Exercise directions
What's wanted is a faithful retyping of every entry, pictures excluded.

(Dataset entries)
--------------------------------------------------

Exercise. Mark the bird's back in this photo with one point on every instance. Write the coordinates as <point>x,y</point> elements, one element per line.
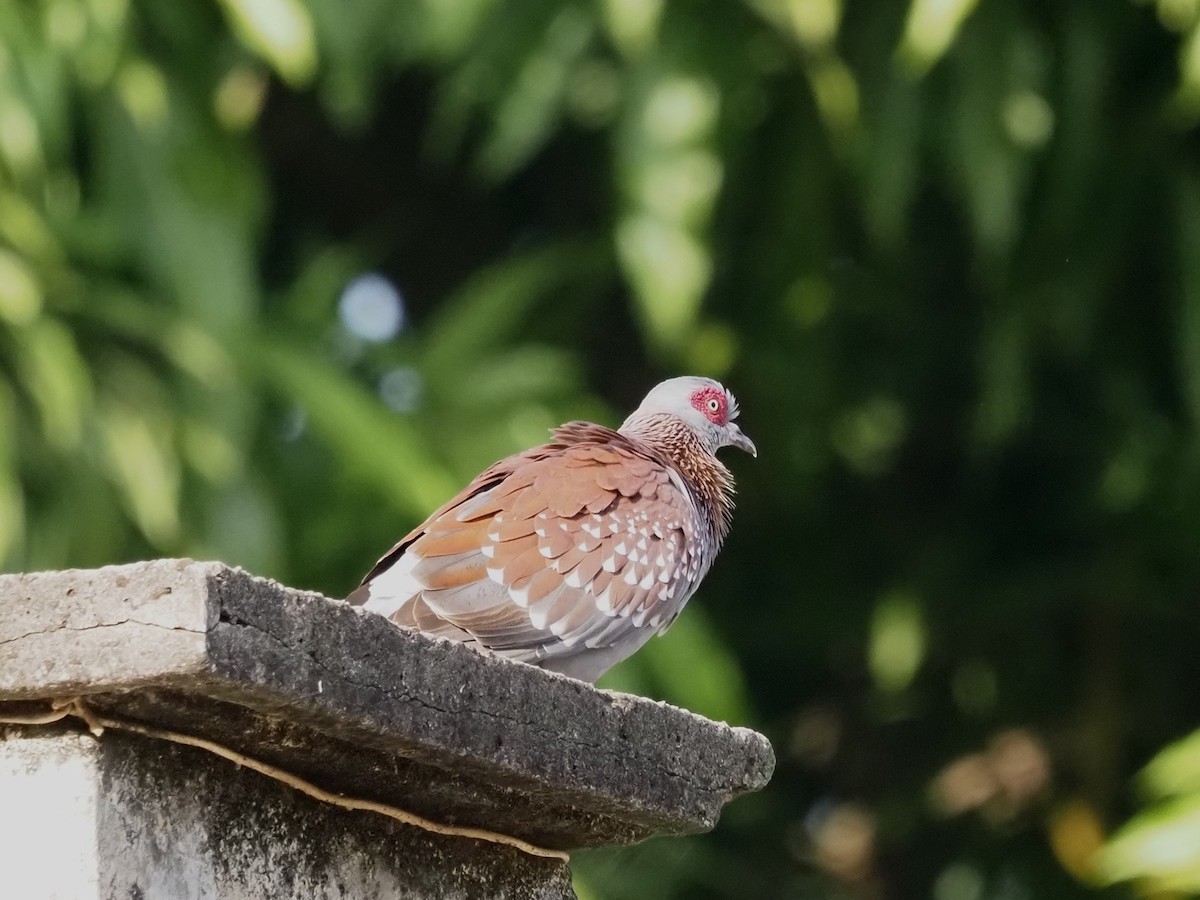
<point>569,556</point>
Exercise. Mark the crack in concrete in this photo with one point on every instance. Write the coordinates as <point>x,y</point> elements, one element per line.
<point>69,627</point>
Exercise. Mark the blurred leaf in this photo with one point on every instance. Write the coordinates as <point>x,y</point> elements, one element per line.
<point>280,31</point>
<point>57,378</point>
<point>1175,771</point>
<point>145,468</point>
<point>372,444</point>
<point>1162,845</point>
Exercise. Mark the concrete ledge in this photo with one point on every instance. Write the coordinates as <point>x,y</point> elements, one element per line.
<point>135,817</point>
<point>349,702</point>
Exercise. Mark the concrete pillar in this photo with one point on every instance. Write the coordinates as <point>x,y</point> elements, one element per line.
<point>339,699</point>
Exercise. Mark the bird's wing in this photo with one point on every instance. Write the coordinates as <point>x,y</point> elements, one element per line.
<point>568,547</point>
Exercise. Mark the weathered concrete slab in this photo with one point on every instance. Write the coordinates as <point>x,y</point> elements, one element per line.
<point>135,817</point>
<point>358,706</point>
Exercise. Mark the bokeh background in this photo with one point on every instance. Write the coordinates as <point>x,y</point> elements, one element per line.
<point>277,276</point>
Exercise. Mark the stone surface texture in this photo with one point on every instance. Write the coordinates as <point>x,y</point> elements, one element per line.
<point>345,700</point>
<point>133,817</point>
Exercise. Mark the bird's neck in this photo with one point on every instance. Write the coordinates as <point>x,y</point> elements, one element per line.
<point>711,483</point>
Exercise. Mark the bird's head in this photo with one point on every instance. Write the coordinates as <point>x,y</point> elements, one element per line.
<point>705,406</point>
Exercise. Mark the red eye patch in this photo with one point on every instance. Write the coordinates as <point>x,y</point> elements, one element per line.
<point>712,402</point>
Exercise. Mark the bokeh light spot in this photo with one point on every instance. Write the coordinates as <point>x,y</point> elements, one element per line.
<point>372,309</point>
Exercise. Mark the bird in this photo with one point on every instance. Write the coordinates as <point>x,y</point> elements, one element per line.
<point>570,556</point>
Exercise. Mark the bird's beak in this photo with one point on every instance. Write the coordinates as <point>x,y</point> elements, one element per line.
<point>741,441</point>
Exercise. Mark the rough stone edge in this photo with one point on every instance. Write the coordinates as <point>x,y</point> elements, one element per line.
<point>132,634</point>
<point>103,629</point>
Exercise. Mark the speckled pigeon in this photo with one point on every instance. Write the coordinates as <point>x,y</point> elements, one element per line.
<point>571,555</point>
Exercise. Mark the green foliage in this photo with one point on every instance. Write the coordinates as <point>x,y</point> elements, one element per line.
<point>947,252</point>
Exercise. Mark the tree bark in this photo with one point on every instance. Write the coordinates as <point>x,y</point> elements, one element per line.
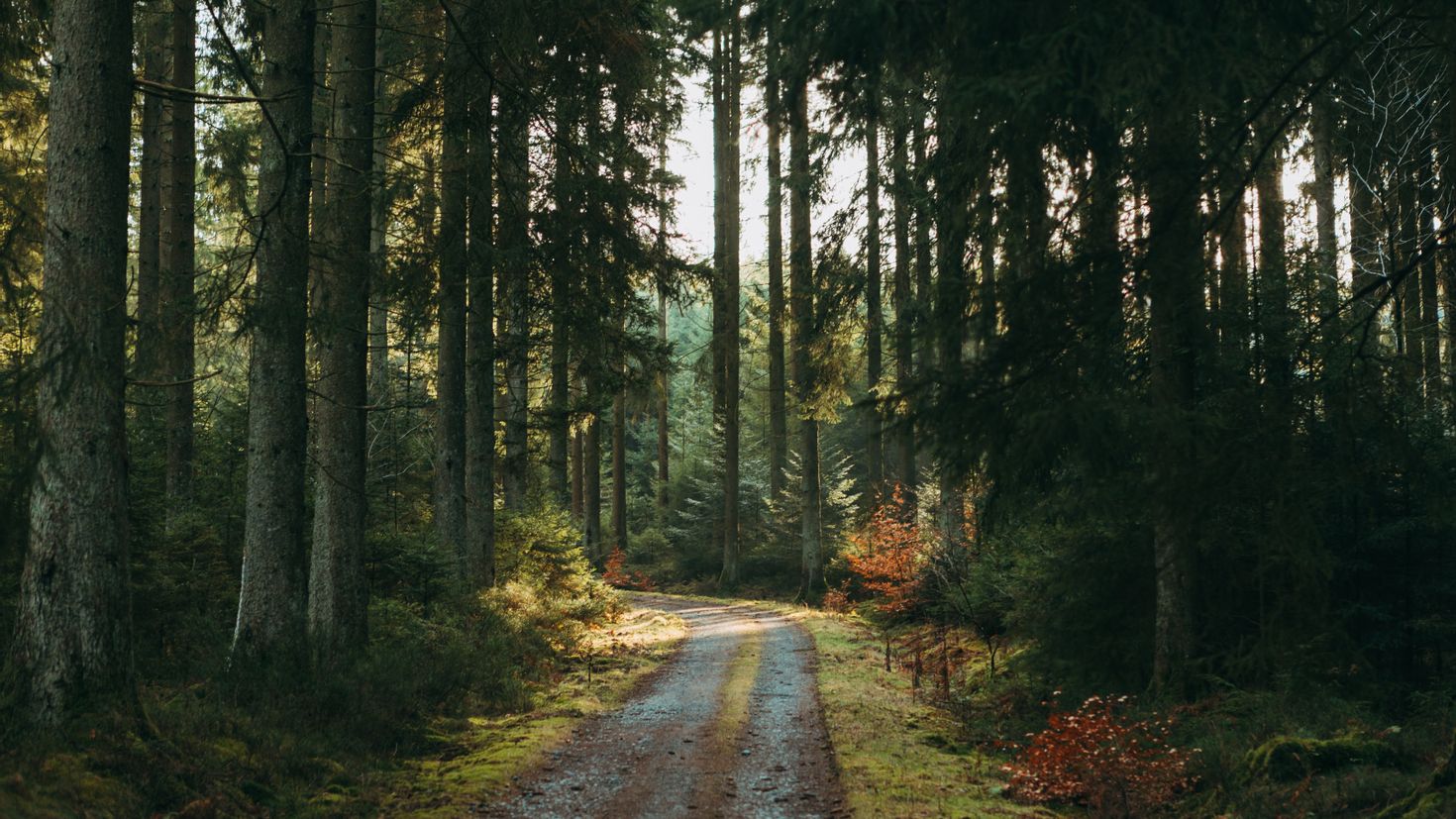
<point>73,629</point>
<point>731,304</point>
<point>1276,319</point>
<point>450,384</point>
<point>953,198</point>
<point>479,410</point>
<point>338,592</point>
<point>778,412</point>
<point>591,470</point>
<point>903,298</point>
<point>1428,329</point>
<point>1176,291</point>
<point>1233,268</point>
<point>269,624</point>
<point>563,273</point>
<point>801,281</point>
<point>663,207</point>
<point>874,322</point>
<point>149,222</point>
<point>514,282</point>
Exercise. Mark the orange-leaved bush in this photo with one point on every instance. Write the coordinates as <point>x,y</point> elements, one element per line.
<point>618,574</point>
<point>886,558</point>
<point>1103,760</point>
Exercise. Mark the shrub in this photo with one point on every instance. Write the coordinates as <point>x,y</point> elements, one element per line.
<point>886,556</point>
<point>1103,760</point>
<point>618,574</point>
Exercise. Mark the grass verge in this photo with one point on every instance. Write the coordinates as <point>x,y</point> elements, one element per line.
<point>897,756</point>
<point>480,756</point>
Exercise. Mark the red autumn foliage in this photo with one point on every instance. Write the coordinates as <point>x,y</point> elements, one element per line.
<point>1102,760</point>
<point>618,574</point>
<point>885,556</point>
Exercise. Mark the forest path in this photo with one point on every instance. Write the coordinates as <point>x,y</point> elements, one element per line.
<point>730,726</point>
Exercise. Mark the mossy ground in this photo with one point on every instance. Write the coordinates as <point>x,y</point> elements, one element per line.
<point>477,757</point>
<point>895,753</point>
<point>214,759</point>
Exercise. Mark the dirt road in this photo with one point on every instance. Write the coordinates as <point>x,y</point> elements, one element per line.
<point>730,726</point>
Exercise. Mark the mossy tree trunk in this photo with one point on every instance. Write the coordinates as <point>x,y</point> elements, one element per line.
<point>73,638</point>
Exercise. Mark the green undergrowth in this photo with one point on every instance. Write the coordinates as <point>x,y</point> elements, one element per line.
<point>480,756</point>
<point>551,639</point>
<point>897,754</point>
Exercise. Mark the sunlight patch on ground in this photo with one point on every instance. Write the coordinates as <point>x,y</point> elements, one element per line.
<point>480,756</point>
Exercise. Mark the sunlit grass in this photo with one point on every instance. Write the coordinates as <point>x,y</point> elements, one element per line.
<point>483,754</point>
<point>892,751</point>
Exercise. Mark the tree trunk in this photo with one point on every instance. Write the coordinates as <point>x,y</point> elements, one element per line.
<point>73,624</point>
<point>801,281</point>
<point>731,304</point>
<point>1176,291</point>
<point>479,384</point>
<point>903,298</point>
<point>1428,329</point>
<point>149,222</point>
<point>271,599</point>
<point>874,323</point>
<point>1406,288</point>
<point>778,412</point>
<point>925,287</point>
<point>338,594</point>
<point>953,199</point>
<point>1326,248</point>
<point>663,207</point>
<point>576,474</point>
<point>514,282</point>
<point>619,468</point>
<point>563,273</point>
<point>178,309</point>
<point>1102,242</point>
<point>1276,320</point>
<point>1233,269</point>
<point>591,470</point>
<point>450,388</point>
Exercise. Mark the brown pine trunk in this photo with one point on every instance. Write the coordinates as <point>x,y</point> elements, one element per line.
<point>576,476</point>
<point>338,592</point>
<point>731,304</point>
<point>953,199</point>
<point>1428,329</point>
<point>662,319</point>
<point>591,470</point>
<point>1276,319</point>
<point>271,599</point>
<point>1233,269</point>
<point>178,309</point>
<point>903,298</point>
<point>1102,241</point>
<point>801,281</point>
<point>450,387</point>
<point>73,624</point>
<point>514,282</point>
<point>479,378</point>
<point>778,393</point>
<point>1176,291</point>
<point>874,323</point>
<point>925,285</point>
<point>561,275</point>
<point>149,220</point>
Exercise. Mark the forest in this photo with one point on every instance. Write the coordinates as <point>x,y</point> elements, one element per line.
<point>392,384</point>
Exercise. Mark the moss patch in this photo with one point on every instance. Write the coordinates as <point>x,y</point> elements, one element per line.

--------------------------------------------------

Answer for the task
Exercise. Mark the bird's back in this photo with one point on every instance. Write the coordinates as <point>x,y</point> elements, one element per line.
<point>569,556</point>
Exercise. Mark the crack in concrete in this photo with one point on every instance. Write the coordinates as <point>x,y</point> elements, one element per line.
<point>69,627</point>
Exercise. Mark the blurred leaf in this photo with one point on every instance. Write the coordinates as <point>x,y</point> elements, one element per line.
<point>280,31</point>
<point>57,378</point>
<point>1175,771</point>
<point>145,468</point>
<point>372,444</point>
<point>1162,845</point>
Exercise. Mark the concrete ledge in this photo with one point on every instance. Write the coordinates as <point>x,y</point> elements, one element per line.
<point>135,817</point>
<point>349,702</point>
Exercise. Mark the concrete pillar in this photo with one point on every instance. Write the coordinates as <point>x,y</point> elements, one element per line.
<point>339,699</point>
Exercise. Mark the bird's wing in this photo with one point on every instance. Write the coordinates as <point>x,y</point> elements, one element per line.
<point>568,547</point>
Exercise. Mark the weathered concrete slab in this photo with one point on every instance. Write the coordinates as <point>x,y</point> elements, one element per line.
<point>135,817</point>
<point>358,706</point>
Exercise. Mark the bokeh background in this photo with one point on every instance. Write the coordinates as <point>x,y</point> elements, one element per line.
<point>277,276</point>
Exercise. Mark the stone surface texture in this photo with one point on every instance. Write the coordinates as <point>x,y</point> elements, one element per line.
<point>345,700</point>
<point>133,817</point>
Exercise. Mark the bird's neck in this photo with one point on every instance. Write the coordinates as <point>x,y</point> elements, one element per line.
<point>711,483</point>
Exercise. Mark the bird's head in this photo with one point on every instance. Write the coordinates as <point>x,y</point> elements, one element per line.
<point>705,406</point>
Exercise. Mark the red eye patch in this photo with one point on every instance. Write the coordinates as <point>x,y</point> elements, one element per line.
<point>712,402</point>
Exercise. Mark the bokeh light spot in this photo with one point on every instance. Write the coordinates as <point>x,y</point> elements, one element per line.
<point>372,309</point>
Exercise. Mark the bird in this photo with one point on every instance. Write the coordinates as <point>x,y</point> elements, one element per line.
<point>570,556</point>
Exercise. Mark the bird's beak in this photo with one point on every instance. Write the coordinates as <point>x,y</point> elements, one element per line.
<point>741,441</point>
Exercise. Mark the rough stone edge in this photo with one point on every instance. Write the coordinates as <point>x,y</point> elements, one element per line.
<point>132,634</point>
<point>103,629</point>
Exercise. Mark the speckled pigeon in this photo with one point on every instance. Write the coordinates as <point>x,y</point> elements, one element per line.
<point>571,555</point>
Exercise. Mark the green foliage in this photo with one point on every instance. Write the coordinates as <point>x,y</point> elements, one element per line.
<point>947,252</point>
Exercise. Mark the tree bark in this photo with one point on every instance. Write the coordinates as <point>x,y</point> elements, one element per line.
<point>73,629</point>
<point>731,304</point>
<point>1276,319</point>
<point>450,384</point>
<point>953,198</point>
<point>479,410</point>
<point>338,592</point>
<point>778,412</point>
<point>591,470</point>
<point>903,298</point>
<point>1428,329</point>
<point>1176,291</point>
<point>1233,268</point>
<point>269,624</point>
<point>563,273</point>
<point>801,281</point>
<point>663,207</point>
<point>874,322</point>
<point>149,222</point>
<point>514,282</point>
Exercise. Mark the orange-leaved bush in this photo with one point on every instance. Write the coordinates as <point>x,y</point> elements, one element per line.
<point>618,574</point>
<point>886,558</point>
<point>1103,760</point>
Exercise. Mark the shrub in this photo with one point on every instance. Write the coordinates as <point>x,y</point> elements, one element per line.
<point>886,556</point>
<point>1103,760</point>
<point>618,574</point>
Exercise. Mark the grass verge in this photo with one point on every instance. Write the coordinates as <point>x,y</point> elements, one element per line.
<point>897,756</point>
<point>480,756</point>
Exercise. Mark the red autumn foliage in this photo with one point on every instance. Write the coordinates as <point>x,y</point> elements, one element per line.
<point>1102,760</point>
<point>618,574</point>
<point>885,556</point>
Exercise. Mark the forest path in this photo with one point on every instance. Write the coordinates as <point>x,y</point> elements, one element per line.
<point>730,726</point>
Exercise. Mark the mossy ground in this photo with one point on every instance. Write the coordinates as <point>x,y</point> elements, one element per line.
<point>477,757</point>
<point>895,753</point>
<point>214,759</point>
Exercise. Mark the dirt road in this photo with one point on every instance. Write the coordinates as <point>x,y</point> elements, one element per line.
<point>730,726</point>
Exercise. Mark the mossy tree trunk in this photo with one point on every instance. Write the coordinates as <point>x,y</point> elements, one element per line.
<point>73,638</point>
Exercise. Mark the green undergrowth in this photo with one point on every instance. Write the coordinates as <point>x,y</point> elements, one element per line.
<point>480,756</point>
<point>551,639</point>
<point>897,754</point>
Exercise. Mark the sunlight patch on ground in this photo with one point on every instance. Write the coordinates as <point>x,y</point> elements, one element per line.
<point>480,756</point>
Exercise. Mark the sunlit grass in this photo with one point on every instance. Write the coordinates as <point>x,y</point> elements, one element per line.
<point>483,754</point>
<point>892,751</point>
Exercise. Mark the tree trunk in this photo with one point on every instance. Write the coordinates as <point>x,y</point> elements, one element per line.
<point>73,624</point>
<point>801,281</point>
<point>731,304</point>
<point>1176,291</point>
<point>479,384</point>
<point>903,298</point>
<point>1428,329</point>
<point>149,222</point>
<point>271,599</point>
<point>874,323</point>
<point>1406,288</point>
<point>778,412</point>
<point>925,287</point>
<point>338,594</point>
<point>953,199</point>
<point>1326,248</point>
<point>663,207</point>
<point>576,474</point>
<point>514,282</point>
<point>619,468</point>
<point>563,273</point>
<point>178,309</point>
<point>1102,242</point>
<point>1276,320</point>
<point>1233,269</point>
<point>591,470</point>
<point>450,388</point>
Exercise. Mark the brown pine trunk in this photo with one point on every instance. Write the coordinates as <point>x,y</point> elements, one element per line.
<point>576,476</point>
<point>338,592</point>
<point>731,304</point>
<point>953,199</point>
<point>1428,329</point>
<point>662,319</point>
<point>591,470</point>
<point>1276,319</point>
<point>271,599</point>
<point>1233,269</point>
<point>178,309</point>
<point>903,298</point>
<point>1102,241</point>
<point>801,281</point>
<point>450,387</point>
<point>73,624</point>
<point>514,282</point>
<point>479,378</point>
<point>778,393</point>
<point>1176,291</point>
<point>874,323</point>
<point>925,285</point>
<point>561,275</point>
<point>149,220</point>
Exercise. Mark the forest in this photo with one point on every instance. Write the coordinates as <point>x,y</point> elements, one element per line.
<point>392,384</point>
Exercise. Mark the moss patch in this photo with one point on every instance. Write the coordinates as <point>x,y</point> elements, one element per line.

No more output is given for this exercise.